Restate all of the data exactly.

[PROVIDED RECORDS — start]

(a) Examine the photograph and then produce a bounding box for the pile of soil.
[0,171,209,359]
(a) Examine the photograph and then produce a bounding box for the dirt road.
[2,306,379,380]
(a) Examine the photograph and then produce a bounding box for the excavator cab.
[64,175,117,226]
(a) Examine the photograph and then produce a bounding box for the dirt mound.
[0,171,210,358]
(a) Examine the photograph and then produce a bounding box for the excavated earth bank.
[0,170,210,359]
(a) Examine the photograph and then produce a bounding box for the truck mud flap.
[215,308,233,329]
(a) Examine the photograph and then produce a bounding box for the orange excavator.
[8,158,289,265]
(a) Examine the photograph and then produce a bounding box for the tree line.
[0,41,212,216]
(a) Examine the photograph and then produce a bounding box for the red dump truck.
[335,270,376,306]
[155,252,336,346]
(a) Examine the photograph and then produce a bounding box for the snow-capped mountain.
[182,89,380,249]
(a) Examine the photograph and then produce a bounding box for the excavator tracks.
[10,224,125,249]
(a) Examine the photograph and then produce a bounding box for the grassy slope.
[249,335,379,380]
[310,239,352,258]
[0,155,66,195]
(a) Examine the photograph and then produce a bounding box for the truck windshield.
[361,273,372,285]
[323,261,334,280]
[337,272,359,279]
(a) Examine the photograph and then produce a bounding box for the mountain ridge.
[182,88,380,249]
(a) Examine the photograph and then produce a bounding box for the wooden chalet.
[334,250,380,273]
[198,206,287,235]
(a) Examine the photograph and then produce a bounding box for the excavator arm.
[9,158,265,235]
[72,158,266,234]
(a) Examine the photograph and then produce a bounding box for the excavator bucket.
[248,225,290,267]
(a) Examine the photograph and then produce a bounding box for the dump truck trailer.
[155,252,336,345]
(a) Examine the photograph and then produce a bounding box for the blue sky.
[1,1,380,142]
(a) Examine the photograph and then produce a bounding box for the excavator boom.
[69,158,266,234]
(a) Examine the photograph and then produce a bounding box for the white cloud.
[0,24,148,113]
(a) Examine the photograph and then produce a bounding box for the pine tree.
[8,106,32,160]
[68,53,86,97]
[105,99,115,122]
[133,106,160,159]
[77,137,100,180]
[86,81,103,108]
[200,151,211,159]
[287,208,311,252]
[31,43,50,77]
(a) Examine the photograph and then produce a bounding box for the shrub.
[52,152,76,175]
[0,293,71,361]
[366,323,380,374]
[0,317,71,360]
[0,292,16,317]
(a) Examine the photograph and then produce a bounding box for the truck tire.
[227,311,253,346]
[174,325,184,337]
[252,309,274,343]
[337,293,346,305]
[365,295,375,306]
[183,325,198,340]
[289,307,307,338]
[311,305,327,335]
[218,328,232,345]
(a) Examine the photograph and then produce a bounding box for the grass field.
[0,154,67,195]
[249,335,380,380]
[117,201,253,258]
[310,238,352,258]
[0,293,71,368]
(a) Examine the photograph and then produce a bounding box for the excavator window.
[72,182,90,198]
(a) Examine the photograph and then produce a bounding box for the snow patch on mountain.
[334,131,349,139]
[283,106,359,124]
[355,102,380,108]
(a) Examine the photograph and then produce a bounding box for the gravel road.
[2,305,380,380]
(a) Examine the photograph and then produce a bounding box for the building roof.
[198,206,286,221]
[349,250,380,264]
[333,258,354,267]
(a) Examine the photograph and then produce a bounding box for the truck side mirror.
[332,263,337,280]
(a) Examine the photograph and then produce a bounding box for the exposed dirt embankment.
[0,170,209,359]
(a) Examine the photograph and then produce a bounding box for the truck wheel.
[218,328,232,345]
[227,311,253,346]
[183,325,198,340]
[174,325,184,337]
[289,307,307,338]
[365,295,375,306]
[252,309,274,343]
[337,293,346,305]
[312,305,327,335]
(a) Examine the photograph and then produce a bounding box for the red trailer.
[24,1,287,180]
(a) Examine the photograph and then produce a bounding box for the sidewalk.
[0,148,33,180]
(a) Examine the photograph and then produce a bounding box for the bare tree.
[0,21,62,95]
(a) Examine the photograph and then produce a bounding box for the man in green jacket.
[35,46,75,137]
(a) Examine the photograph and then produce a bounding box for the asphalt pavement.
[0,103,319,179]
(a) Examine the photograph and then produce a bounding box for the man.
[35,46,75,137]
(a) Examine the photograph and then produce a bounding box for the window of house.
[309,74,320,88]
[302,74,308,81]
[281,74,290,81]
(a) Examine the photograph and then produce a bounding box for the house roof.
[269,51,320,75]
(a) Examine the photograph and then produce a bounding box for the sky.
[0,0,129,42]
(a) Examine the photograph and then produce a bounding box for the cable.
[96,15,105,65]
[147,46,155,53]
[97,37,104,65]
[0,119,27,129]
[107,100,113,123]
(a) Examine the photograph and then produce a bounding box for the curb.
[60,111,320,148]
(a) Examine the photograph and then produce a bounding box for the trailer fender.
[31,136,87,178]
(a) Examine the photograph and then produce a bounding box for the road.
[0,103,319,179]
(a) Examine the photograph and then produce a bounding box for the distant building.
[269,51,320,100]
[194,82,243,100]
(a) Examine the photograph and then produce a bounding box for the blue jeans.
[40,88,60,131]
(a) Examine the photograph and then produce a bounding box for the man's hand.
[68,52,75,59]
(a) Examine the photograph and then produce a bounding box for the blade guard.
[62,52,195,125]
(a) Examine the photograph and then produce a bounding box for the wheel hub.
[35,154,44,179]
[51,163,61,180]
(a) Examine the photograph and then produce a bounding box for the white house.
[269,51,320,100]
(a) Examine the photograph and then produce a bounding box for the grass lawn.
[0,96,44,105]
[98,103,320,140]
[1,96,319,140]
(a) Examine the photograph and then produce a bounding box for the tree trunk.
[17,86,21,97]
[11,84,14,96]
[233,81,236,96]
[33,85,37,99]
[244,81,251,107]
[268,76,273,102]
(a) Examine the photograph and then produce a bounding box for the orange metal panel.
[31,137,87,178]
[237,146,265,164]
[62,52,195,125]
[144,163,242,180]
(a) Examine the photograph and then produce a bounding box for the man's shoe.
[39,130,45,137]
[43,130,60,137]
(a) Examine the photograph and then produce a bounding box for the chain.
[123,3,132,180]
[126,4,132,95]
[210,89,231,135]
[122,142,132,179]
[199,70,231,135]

[PROVIDED RECORDS — finish]

PROBLEM SOLUTION
(a) Examine the photograph and then produce a bounding box for the pile of soil.
[0,171,209,359]
(a) Examine the photograph and then produce a bounding box for the dirt road.
[2,306,379,380]
(a) Examine the photograph and then produce a bounding box for the excavator cab.
[64,175,117,226]
(a) Examine the photograph and then produce a bounding box for the dirt mound.
[0,171,210,358]
(a) Examine the photograph and then produce a bounding box for the excavated earth bank.
[0,170,210,359]
(a) Examine the photograph and then produce a bounding box for the truck mud flap.
[215,308,233,329]
(a) Examine the photograph and then produce a bounding box for the orange excavator.
[8,158,289,265]
(a) Examine the photograph and then produce a bounding box for the tree line.
[0,41,212,216]
(a) Examine the photograph and then produce a bounding box for the red dump truck.
[335,270,376,306]
[155,252,336,346]
(a) Examine the photograph and then produce a bounding box for the snow-capped mountain.
[182,89,380,249]
(a) Examine the photograph and then produce a bounding box for the excavator tracks.
[10,224,125,249]
(a) Examine the photograph and then produce a bounding box for the grassy slope.
[249,335,379,380]
[310,239,352,258]
[0,155,66,195]
(a) Examine the photograph and then produce a bounding box for the truck windshield.
[361,273,372,285]
[323,261,334,280]
[337,272,359,279]
(a) Examine the photograph and then produce a bounding box for the mountain ridge.
[182,88,380,249]
(a) Examine the photograph and then produce a bounding box for the wooden chalet.
[334,250,380,273]
[198,206,287,235]
(a) Examine the photograph and then produce a bounding box for the excavator arm.
[9,158,265,235]
[72,158,266,234]
(a) Examine the photograph and then produce a bounding box for the excavator bucket.
[248,225,290,267]
(a) Examine the photograph and then produce a bounding box for the dump truck trailer.
[155,252,336,345]
(a) Examine the photograph and then produce a bounding box for the blue sky.
[1,1,380,142]
(a) Examine the photograph and then produce a bounding box for the excavator boom.
[69,158,266,234]
(a) Examine the photograph and then produce a bounding box for the white cloud.
[0,24,148,113]
(a) Examine the photograph and then produce a bounding box for the pine tree.
[8,106,32,160]
[68,53,86,97]
[105,99,115,122]
[133,106,160,159]
[77,137,100,180]
[86,81,103,108]
[200,151,211,159]
[287,208,311,252]
[31,43,50,77]
(a) Examine the photograph and then produce a bounding box for the shrub.
[52,152,76,175]
[0,293,71,361]
[366,323,380,374]
[0,317,71,360]
[0,292,16,317]
(a) Examine the photograph and then produce a bounding box for the truck tire.
[227,311,253,346]
[174,325,184,337]
[252,309,274,343]
[337,293,346,305]
[365,295,375,306]
[183,325,198,340]
[289,307,307,338]
[311,305,327,335]
[218,328,232,345]
(a) Examine the photograph and then produce a bounding box for the grass field.
[0,154,67,195]
[249,335,380,380]
[117,201,253,258]
[310,238,352,258]
[0,293,71,368]
(a) Examine the photograph and then produce a bounding box for the excavator window.
[72,182,90,198]
(a) Examine the photograph and then produce a bounding box for the snow patch on mountain.
[334,131,349,139]
[283,106,359,124]
[355,102,380,108]
(a) Examine the photograph and then produce a bounding box for the gravel road.
[2,305,380,380]
(a) Examine the photograph and then produce a bounding box for the building roof.
[198,206,286,221]
[349,250,380,264]
[333,258,354,267]
(a) Examine the photograph and then produce a bounding box for the truck side mirror.
[332,263,337,280]
(a) Examine the photograph and then produce a bounding box for the exposed dirt embankment.
[0,170,209,359]
(a) Examine the photograph and then produce a bounding box for the truck wheel.
[218,328,232,345]
[227,311,253,346]
[183,325,198,340]
[174,325,184,337]
[289,307,307,338]
[365,295,375,306]
[252,309,274,343]
[337,293,346,305]
[312,305,327,335]
(a) Examine the photograph and then produce a bounding box for the red trailer.
[24,1,287,180]
(a) Examine the photograph and then produce a bounding box for the sidewalk.
[0,148,33,180]
(a) Examine the photograph and then produce a bounding box for the bare tree.
[0,21,62,95]
(a) Examine the photograph and then produce a bounding box for the man in green jacket.
[35,46,75,137]
(a) Examine the photograph and then produce a bounding box for the asphalt pavement.
[0,103,319,179]
(a) Examine the photograph and then produce a bounding box for the man.
[35,46,75,137]
(a) Examine the photograph and then produce a bounding box for the window of house.
[309,74,320,88]
[302,74,308,81]
[281,74,290,81]
(a) Examine the photograph and then produce a bounding box for the house roof.
[269,51,320,75]
(a) Examine the photograph and then produce a bounding box for the sky.
[0,0,129,42]
(a) Examine the photograph and then produce a bounding box for the cable.
[96,15,105,65]
[147,46,155,53]
[97,37,104,65]
[0,119,27,129]
[107,100,113,123]
(a) Examine the photograph and then produce a bounding box for the curb.
[60,111,320,148]
(a) Examine the photograph and then produce a bounding box for the trailer fender.
[31,136,87,178]
(a) Examine the photograph and then produce a bounding box for the road.
[0,103,319,179]
(a) Examine the photograph and then produce a bounding box for the distant building.
[269,51,320,100]
[194,82,243,100]
(a) Examine the photograph and then produce a bounding box for the blue jeans.
[40,88,60,131]
(a) Examine the photograph and then produce a bounding box for the man's hand.
[68,52,75,59]
(a) Examine the photograph and then produce a bounding box for the blade guard.
[62,52,195,125]
(a) Examine the photograph and then produce a bounding box for the wheel hub.
[35,154,44,179]
[51,163,61,180]
(a) Examine the photograph and then produce a bounding box for the white house.
[269,51,320,100]
(a) Examine the photograph and then produce a bounding box for the grass lawn.
[0,96,44,105]
[98,103,320,140]
[1,96,319,140]
(a) Examine the photograph and then produce a bounding box for the tree trunk.
[17,86,21,97]
[11,84,14,96]
[233,81,236,96]
[33,85,37,99]
[244,81,251,107]
[268,76,273,102]
(a) Examine the photograph and then produce a bounding box for the orange metal panel.
[31,137,87,178]
[237,146,265,164]
[62,52,195,125]
[144,163,242,180]
(a) Examine the photograph and then produce a bounding box for the man's shoe.
[39,130,45,137]
[43,130,60,137]
(a) Examine the photograph and then produce a bounding box for the chain.
[123,3,132,180]
[126,4,132,95]
[210,89,231,135]
[122,142,132,179]
[199,70,231,135]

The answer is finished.